(SET TASKS)
A - In the mailing-list post about the Monty Hall paradox, what ratio of swappers to stickers is mentioned?
B - Translate this sentence from the mailing-list post about the Monty Hall paradox into Spanish: "this is why when the jackpot is higher, more people buy tickets, driving the probability of winning down even further, and people know this, but still they buy."
C - Print the mailing-list post about the Monty Hall paradox from "rather, it sounds" up to and including "you do win!".

(SOURCE EXTRACT)
+---+
Subject: RE: [extropy-chat] Re: monty hall paradox again: reds and
Ben Cunningham
benboc at lineone.net
Sat May 22 09:45:37 UTC 2004
some of you keep talking about 'logic'. i strongly suspect that logic has
nothing to do with it.
rather, it sounds to me that this is a matter of human psychology, and a
result of evolution.
why do people do the lottery? - anyone with half a brain can see they have
such a slim chance of winning that it might as well be no chance. but look
at the gains if you do win!
this is why when the jackpot is higher, more people buy tickets, driving the
probability of winning down even further, and people know this, but still
they buy.
maybe there is a good evolutionary reason for this propensity to take a
gamble when the reward just might be bigger than you would reasonably
expect.
maybe the 80% swappers / 20% stickers ratio is a result of evolution
favouring people with a tendency for taking a risk. if you're an unlucky
risk-taker, ok, you probably die, and that's the end of your contribution to
the gene-pool. but, if you are a lucky risk-taker, your disproportionate
gains give you an advantage over the steady stickers, who reckon that what
they have is fine. the lucky risk-taker then outbreeds the stickers. the
population as a whole develops a tendency to take irrational risks, which
sounds bad, but isn't, because the gains are so much greater than the
losses. (not true in one individual case, but true in aggregate, across the
whole population, across many generations, because success gives many
different results, some disproportionately large, but failure always gives
the same result)
+---+
(RECORDED DATA)
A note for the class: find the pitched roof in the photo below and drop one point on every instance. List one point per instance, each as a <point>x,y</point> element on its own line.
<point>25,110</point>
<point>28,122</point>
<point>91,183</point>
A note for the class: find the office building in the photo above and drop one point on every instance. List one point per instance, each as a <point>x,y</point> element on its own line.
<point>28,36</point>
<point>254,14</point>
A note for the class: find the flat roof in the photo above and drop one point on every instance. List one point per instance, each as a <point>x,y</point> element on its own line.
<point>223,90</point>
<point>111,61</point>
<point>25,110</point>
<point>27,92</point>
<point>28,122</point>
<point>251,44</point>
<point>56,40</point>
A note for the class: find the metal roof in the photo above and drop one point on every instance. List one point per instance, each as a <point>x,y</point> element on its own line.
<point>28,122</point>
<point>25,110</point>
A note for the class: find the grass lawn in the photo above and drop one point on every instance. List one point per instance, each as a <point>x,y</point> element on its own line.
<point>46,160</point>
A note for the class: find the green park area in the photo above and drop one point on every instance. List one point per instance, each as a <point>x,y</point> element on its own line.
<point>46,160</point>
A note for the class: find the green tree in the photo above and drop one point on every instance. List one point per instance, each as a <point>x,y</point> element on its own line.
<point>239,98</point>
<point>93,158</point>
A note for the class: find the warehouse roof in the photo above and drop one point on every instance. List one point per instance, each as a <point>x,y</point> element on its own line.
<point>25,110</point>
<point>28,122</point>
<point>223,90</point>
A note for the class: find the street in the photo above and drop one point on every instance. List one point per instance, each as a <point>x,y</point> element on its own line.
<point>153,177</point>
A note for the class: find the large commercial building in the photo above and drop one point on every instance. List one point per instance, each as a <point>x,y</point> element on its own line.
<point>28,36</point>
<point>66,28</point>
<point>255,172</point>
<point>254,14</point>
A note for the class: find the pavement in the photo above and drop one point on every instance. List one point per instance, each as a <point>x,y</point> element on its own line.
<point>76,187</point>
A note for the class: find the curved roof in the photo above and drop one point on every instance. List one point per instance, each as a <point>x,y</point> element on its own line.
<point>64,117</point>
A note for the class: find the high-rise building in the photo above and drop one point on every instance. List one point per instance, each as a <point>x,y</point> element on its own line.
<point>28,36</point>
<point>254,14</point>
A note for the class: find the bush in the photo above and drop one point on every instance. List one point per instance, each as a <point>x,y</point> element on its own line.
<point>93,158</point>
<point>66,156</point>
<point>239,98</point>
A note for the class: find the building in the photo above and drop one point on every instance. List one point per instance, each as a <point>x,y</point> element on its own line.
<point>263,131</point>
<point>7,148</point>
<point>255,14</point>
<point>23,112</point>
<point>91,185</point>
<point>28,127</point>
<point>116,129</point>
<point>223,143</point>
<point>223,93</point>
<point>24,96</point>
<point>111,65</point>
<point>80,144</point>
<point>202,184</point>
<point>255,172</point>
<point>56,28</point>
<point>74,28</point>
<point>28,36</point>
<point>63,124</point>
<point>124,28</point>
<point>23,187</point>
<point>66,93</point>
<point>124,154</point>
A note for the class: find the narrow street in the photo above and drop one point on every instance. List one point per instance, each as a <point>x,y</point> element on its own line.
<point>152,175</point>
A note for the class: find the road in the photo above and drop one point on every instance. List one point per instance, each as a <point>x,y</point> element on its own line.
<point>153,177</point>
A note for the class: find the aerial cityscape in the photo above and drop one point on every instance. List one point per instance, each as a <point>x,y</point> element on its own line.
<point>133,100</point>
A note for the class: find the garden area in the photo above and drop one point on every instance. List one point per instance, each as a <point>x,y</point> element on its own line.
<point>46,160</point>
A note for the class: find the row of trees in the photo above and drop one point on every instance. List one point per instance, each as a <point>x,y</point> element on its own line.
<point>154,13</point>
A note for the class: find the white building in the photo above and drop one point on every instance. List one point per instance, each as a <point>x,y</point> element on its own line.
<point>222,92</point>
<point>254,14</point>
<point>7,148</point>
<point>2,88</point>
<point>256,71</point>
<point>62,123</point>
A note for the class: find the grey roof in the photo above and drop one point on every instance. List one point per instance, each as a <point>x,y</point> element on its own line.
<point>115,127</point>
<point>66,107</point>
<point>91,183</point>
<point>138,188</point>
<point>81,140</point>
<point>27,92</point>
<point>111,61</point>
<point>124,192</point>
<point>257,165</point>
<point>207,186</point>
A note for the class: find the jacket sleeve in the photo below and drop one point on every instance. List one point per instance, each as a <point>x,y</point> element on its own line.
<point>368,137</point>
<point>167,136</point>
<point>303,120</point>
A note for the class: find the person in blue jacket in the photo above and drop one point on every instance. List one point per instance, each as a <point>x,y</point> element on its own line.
+---+
(LIST OF SOLUTIONS)
A - 80% swappers to 20% stickers.

B - por eso, cuando el premio mayor es más alto, más gente compra boletos, lo que reduce aún más la probabilidad de ganar, y la gente lo sabe, pero aun así compra.

C -
rather, it sounds to me that this is a matter of human psychology, and a
result of evolution.
why do people do the lottery? - anyone with half a brain can see they have
such a slim chance of winning that it might as well be no chance. but look
at the gains if you do win!